• _Text_:

= = =

Yelp · JanaElfeky · Oct 26, 2025 · Oct 29, 2025 · Oct 29, 2025
diff --git a/.github/copilot-instructions.md b/.github/copilot-instructions.md
@@ -0,0 +1,98 @@
+## Purpose
+
+These instructions help an AI code agent be productive in the detect-secrets repo. Focus on the
+core components, local conventions, test/build workflows, and concrete code locations where
+changes typically belong.
+
+## Big picture (what this project does)
+
+- detect-secrets scans code for potential secrets, produces a JSON-compatible baseline, and
+  provides CLI tools: `detect-secrets` (scan), `detect-secrets-hook` (pre-commit blocking), and
+  `detect-secrets audit` (label baseline results). See `README.md` for usage examples.
+
+## Key components & where to look
+
+- Engine & orchestration: `detect_secrets/core/` — scanning, baseline handling, and plugin init.
+- Global settings: `detect_secrets/settings.py` — Settings singleton, `default_settings()` and
+  `transient_settings()` context managers. Use these when testing or running programmatic scans.
+- Plugin interface: `detect_secrets/plugins/base.py` — subclass `RegexBasedDetector`,
+  `LineBased` or `FileBased` detectors. `secret_type` and `json()` are important for baseline
+  compatibility.
+- Built-in detectors: `detect_secrets/plugins/` — examples of detectors and verification logic
+  (e.g. `high_entropy_strings.py`, `aws.py`). Use these as canonical examples for new plugins.
+- Filters: `detect_secrets/filters/` — filters are referenced by import path or `file://` URL and are
+  configured via the Settings object (see `settings.configure_filters`).
+- Tests & helpers: `testing/` and `tests/` — test fixtures, custom filter/plugin helpers live in
+  `testing/` and unit tests are in `tests/`.

= = =

• _Your task_:
Answer these from the detect-secrets instructions above:
(a) What three CLI tools does detect-secrets provide?
(b) Which file holds the plugin interface?
(c) Which directory holds the unit tests?

• _Extracted data_:

= = =

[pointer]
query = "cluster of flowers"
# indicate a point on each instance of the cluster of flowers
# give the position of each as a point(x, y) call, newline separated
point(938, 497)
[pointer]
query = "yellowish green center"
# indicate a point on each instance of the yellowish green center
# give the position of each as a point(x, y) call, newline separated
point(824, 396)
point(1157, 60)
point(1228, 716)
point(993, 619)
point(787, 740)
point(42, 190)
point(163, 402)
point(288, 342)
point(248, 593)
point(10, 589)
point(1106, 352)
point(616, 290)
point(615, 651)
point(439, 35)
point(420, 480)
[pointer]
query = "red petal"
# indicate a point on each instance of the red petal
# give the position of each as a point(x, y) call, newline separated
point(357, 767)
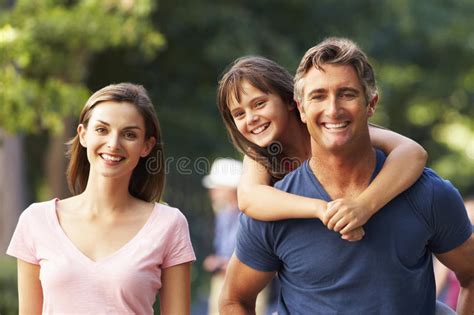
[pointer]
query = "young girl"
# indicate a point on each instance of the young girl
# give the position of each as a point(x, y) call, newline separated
point(110, 248)
point(255, 99)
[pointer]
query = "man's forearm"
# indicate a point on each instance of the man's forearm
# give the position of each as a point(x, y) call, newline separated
point(236, 308)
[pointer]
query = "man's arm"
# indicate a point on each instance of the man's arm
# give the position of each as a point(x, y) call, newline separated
point(461, 261)
point(241, 287)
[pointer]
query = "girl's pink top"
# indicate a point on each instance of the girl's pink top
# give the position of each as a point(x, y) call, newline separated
point(126, 282)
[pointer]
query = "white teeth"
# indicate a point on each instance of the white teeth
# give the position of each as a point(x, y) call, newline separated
point(336, 126)
point(111, 158)
point(260, 129)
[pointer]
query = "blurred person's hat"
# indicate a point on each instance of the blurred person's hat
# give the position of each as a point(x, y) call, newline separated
point(224, 173)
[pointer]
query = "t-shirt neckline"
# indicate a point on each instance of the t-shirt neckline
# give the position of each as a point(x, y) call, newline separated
point(74, 250)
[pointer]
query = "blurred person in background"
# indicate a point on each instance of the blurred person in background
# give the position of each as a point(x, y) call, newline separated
point(111, 248)
point(447, 285)
point(222, 183)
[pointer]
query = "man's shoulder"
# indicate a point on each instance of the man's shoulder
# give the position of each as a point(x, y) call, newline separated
point(430, 188)
point(294, 177)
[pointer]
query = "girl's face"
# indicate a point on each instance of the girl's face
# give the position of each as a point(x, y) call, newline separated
point(115, 139)
point(260, 117)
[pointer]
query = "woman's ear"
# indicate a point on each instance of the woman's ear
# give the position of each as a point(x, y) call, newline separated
point(81, 132)
point(148, 146)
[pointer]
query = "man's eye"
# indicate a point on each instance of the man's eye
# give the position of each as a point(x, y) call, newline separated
point(316, 97)
point(130, 135)
point(348, 95)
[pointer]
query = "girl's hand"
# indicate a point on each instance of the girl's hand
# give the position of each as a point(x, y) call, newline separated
point(345, 215)
point(354, 235)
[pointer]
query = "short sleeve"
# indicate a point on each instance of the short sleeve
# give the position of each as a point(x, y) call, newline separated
point(22, 245)
point(451, 223)
point(180, 249)
point(253, 246)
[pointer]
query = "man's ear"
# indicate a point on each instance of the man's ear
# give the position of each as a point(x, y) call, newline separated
point(81, 132)
point(149, 145)
point(372, 105)
point(301, 110)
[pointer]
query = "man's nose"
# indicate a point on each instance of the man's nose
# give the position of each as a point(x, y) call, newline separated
point(332, 107)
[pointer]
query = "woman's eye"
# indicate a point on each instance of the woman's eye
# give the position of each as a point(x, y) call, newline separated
point(130, 135)
point(100, 130)
point(238, 115)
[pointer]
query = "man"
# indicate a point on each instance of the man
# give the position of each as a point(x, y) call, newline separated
point(390, 270)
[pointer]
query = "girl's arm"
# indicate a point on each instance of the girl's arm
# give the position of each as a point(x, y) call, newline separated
point(261, 201)
point(175, 290)
point(30, 293)
point(405, 162)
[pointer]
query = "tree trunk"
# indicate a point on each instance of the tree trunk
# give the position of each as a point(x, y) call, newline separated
point(12, 185)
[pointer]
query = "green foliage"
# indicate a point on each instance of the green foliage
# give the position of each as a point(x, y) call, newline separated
point(8, 286)
point(46, 48)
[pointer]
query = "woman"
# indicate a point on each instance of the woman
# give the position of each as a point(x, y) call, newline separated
point(255, 99)
point(110, 248)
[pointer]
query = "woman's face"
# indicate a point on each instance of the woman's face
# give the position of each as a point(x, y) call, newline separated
point(260, 117)
point(115, 139)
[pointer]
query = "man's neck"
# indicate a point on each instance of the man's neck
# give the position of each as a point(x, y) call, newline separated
point(344, 174)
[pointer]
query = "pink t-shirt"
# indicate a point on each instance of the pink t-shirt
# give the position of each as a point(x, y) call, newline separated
point(126, 282)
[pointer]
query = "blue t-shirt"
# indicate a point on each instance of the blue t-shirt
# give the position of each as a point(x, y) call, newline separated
point(388, 272)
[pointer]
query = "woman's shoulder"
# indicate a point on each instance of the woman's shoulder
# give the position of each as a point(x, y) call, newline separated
point(38, 209)
point(165, 211)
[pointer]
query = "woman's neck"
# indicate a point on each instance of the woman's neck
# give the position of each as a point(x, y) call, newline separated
point(106, 196)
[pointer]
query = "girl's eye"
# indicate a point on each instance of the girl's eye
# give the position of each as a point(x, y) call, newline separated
point(237, 115)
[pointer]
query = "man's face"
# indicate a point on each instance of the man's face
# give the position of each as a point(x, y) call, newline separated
point(334, 107)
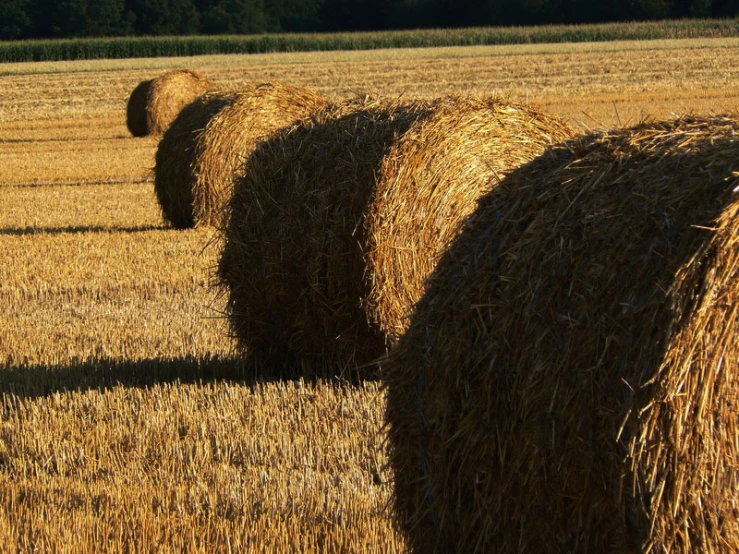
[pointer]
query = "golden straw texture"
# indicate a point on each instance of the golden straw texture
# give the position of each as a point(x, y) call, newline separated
point(339, 218)
point(154, 104)
point(206, 146)
point(568, 382)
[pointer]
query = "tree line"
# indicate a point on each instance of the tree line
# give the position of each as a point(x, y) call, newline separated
point(21, 19)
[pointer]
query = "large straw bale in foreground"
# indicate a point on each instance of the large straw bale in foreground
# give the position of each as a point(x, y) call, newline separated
point(338, 219)
point(155, 103)
point(207, 144)
point(569, 381)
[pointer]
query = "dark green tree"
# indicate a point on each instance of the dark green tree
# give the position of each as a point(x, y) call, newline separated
point(233, 17)
point(89, 18)
point(294, 15)
point(15, 21)
point(164, 17)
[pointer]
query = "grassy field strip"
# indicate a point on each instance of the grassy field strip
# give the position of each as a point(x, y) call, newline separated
point(353, 56)
point(578, 79)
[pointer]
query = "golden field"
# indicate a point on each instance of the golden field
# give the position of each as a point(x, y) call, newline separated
point(128, 422)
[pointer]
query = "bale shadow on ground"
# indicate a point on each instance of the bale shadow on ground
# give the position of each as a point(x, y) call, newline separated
point(75, 229)
point(39, 380)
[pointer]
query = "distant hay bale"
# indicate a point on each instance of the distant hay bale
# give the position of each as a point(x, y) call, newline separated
point(569, 382)
point(338, 219)
point(209, 141)
point(136, 109)
point(154, 104)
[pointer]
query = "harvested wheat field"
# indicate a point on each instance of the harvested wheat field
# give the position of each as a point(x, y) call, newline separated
point(155, 103)
point(338, 219)
point(569, 381)
point(128, 423)
point(208, 143)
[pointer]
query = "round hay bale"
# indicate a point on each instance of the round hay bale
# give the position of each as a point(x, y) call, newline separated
point(338, 218)
point(209, 141)
point(136, 109)
point(569, 380)
point(154, 104)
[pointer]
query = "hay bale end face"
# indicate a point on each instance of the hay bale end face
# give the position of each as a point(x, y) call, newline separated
point(338, 218)
point(208, 143)
point(569, 380)
point(155, 103)
point(170, 93)
point(136, 109)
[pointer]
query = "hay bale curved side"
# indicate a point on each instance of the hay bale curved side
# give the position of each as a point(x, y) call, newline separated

= = =

• _Expected answer_:
(a) `detect-secrets` (scan), `detect-secrets-hook` (pre-commit blocking), and `detect-secrets audit` (label baseline results).
(b) `detect_secrets/plugins/base.py`
(c) `tests/`